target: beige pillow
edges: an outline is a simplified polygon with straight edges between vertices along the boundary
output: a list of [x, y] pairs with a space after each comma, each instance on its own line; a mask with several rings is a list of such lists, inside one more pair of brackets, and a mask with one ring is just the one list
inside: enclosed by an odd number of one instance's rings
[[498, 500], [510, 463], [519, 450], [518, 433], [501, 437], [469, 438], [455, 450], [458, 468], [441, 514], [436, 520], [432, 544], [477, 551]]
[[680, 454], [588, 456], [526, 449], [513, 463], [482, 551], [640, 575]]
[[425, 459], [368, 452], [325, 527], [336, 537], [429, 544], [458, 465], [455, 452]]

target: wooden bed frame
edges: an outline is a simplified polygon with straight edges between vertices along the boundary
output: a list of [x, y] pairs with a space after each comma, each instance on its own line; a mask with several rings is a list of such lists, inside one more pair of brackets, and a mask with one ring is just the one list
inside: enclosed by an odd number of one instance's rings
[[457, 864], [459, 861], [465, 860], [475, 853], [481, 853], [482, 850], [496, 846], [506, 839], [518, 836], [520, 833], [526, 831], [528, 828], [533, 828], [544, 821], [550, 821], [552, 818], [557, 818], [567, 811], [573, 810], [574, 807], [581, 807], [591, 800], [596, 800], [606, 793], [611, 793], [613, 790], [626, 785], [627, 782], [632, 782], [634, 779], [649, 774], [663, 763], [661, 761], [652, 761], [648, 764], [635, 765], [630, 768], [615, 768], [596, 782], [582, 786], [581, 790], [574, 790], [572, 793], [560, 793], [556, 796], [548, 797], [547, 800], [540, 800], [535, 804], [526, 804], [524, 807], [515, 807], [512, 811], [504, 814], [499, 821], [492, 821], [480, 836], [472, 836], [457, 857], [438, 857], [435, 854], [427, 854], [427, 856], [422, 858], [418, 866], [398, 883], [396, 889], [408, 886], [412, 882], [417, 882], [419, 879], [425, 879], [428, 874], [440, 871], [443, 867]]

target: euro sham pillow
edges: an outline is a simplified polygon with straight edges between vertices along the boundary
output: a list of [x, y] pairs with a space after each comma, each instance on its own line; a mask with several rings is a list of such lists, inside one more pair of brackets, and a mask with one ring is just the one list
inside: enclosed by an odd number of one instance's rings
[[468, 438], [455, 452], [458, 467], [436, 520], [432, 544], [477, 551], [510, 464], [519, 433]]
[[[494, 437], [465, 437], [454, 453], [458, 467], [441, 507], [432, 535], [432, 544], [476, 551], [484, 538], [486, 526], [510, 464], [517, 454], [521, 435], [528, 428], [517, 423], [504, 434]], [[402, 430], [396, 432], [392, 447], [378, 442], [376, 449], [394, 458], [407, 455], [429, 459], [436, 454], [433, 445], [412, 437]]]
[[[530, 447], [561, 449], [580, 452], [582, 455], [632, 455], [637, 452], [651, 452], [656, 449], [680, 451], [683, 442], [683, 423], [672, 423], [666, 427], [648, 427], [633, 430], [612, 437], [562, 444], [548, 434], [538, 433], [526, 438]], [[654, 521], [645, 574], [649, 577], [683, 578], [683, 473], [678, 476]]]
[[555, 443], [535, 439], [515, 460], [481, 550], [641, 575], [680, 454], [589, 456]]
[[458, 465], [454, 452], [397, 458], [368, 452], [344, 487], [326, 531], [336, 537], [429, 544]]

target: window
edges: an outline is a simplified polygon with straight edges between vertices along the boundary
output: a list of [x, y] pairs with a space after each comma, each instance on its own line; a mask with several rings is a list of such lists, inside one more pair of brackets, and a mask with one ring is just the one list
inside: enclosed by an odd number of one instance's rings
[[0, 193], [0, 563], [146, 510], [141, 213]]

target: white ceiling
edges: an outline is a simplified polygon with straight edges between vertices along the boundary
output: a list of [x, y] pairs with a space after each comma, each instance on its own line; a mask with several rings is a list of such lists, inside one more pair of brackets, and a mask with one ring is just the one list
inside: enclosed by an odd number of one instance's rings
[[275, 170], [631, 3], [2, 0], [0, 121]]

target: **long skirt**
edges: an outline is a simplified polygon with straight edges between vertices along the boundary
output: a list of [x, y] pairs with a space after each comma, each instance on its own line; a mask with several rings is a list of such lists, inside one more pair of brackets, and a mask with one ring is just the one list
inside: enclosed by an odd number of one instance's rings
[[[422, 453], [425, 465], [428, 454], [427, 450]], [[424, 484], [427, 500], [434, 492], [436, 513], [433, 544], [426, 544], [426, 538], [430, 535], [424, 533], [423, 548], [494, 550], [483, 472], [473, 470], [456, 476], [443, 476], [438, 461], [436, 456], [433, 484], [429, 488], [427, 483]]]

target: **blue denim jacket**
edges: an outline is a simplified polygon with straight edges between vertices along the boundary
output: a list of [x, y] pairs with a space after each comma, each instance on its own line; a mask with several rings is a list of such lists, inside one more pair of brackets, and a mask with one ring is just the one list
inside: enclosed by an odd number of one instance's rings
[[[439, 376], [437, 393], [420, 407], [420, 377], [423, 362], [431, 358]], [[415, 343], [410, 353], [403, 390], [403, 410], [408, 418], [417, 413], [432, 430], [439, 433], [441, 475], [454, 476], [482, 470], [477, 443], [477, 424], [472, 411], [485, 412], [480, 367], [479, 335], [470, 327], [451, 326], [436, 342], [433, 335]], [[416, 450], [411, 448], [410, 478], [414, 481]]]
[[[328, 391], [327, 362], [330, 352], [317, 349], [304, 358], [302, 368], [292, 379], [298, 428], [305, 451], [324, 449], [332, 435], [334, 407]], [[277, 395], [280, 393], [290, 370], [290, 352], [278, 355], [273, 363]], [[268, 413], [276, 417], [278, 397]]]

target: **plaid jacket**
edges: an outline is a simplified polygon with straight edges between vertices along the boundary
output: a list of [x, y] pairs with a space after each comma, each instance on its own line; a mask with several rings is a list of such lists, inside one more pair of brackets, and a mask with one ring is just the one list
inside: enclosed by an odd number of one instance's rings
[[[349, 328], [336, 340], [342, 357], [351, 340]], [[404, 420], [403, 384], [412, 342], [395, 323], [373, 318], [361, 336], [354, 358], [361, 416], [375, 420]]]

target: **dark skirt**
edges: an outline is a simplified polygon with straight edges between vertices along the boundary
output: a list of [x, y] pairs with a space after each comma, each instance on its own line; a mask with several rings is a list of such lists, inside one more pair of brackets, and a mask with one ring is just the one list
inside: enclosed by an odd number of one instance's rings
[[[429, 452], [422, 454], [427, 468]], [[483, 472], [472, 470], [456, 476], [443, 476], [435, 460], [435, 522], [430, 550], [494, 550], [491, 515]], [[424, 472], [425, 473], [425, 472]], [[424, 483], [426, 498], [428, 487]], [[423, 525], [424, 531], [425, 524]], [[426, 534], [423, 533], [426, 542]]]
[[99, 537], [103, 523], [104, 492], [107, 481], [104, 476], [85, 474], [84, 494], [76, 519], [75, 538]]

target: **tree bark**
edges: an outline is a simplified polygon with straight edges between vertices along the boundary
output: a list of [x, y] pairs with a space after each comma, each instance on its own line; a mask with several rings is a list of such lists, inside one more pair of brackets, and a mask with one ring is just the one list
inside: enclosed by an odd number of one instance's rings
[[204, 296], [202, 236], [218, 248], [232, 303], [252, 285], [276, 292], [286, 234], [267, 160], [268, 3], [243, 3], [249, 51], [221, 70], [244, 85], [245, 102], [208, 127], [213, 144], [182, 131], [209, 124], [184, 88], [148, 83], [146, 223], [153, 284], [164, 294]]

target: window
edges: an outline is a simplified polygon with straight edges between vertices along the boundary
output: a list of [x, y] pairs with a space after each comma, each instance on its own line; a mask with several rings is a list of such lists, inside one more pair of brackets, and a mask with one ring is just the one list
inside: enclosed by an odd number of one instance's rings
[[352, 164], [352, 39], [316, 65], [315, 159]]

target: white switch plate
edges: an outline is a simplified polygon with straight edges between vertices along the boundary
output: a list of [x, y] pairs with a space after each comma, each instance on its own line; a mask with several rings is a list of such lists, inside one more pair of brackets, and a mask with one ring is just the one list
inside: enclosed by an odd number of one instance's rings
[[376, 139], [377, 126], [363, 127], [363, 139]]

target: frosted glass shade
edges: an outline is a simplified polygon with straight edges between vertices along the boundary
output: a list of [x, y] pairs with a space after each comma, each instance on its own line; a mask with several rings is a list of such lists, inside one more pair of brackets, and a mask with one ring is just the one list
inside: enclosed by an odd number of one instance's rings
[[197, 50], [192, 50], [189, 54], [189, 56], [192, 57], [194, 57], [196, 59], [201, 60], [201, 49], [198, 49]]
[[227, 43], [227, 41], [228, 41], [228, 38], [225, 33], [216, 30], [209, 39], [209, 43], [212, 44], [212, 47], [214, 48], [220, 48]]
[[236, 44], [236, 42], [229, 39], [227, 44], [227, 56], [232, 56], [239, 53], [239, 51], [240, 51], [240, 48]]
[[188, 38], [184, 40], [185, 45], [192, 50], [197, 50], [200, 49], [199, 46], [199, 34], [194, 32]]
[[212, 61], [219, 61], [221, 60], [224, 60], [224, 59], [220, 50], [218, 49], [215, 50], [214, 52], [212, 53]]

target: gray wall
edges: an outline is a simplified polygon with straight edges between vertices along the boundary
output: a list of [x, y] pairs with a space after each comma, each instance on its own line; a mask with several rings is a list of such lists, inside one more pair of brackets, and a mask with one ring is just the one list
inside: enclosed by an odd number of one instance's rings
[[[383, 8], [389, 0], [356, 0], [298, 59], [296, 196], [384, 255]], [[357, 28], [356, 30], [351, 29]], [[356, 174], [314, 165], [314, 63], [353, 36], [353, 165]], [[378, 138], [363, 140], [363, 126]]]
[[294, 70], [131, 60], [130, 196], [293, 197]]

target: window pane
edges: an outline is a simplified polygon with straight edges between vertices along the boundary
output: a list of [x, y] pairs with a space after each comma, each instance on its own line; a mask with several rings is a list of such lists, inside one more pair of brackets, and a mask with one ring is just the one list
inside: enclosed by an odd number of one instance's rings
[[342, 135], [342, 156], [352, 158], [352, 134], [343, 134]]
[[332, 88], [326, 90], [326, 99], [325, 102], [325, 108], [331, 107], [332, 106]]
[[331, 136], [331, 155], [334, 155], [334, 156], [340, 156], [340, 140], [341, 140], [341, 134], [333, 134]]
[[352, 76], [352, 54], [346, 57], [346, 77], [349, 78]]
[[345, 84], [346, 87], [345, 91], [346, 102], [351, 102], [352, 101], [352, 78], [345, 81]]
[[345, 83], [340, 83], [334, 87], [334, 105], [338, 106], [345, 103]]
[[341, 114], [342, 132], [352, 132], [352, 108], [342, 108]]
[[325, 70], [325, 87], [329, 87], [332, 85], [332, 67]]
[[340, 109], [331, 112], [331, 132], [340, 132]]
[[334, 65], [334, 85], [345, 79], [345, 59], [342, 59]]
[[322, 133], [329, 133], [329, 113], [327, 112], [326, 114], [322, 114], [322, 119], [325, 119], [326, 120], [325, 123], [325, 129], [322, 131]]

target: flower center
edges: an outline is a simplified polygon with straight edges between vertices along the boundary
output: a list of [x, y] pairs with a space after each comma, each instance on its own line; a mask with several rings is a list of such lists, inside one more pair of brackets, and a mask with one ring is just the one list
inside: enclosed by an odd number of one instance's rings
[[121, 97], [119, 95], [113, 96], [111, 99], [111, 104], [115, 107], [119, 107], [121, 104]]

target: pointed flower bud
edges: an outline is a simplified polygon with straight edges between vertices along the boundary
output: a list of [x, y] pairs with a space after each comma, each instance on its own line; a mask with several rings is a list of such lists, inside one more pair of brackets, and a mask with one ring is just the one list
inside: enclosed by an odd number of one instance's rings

■ ■ ■ ■ ■

**DIRECTIVE**
Format the entries as a Markdown table with the columns Number and Text, one line per row, beginning with the first line of the entries and stopping after the line that contains "544], [477, 551]]". Skip any blank lines.

**FULL OUTPUT**
| Number | Text |
|---|---|
| 1 | target: beige pillow |
| 2 | edges: an outline is a simplified polygon with straight edges between vertices along the boundary |
| 3 | output: a list of [x, y] pairs with a space after each comma, each instance on its own line; a mask with several rings is a list of such lists, inside one more pair of brackets, and a mask with one ring is just the one list |
| 4 | inside: enclosed by an odd number of one instance's rings |
| 5 | [[498, 500], [510, 463], [519, 450], [518, 433], [501, 437], [469, 438], [455, 450], [458, 468], [441, 514], [436, 520], [432, 544], [477, 551]] |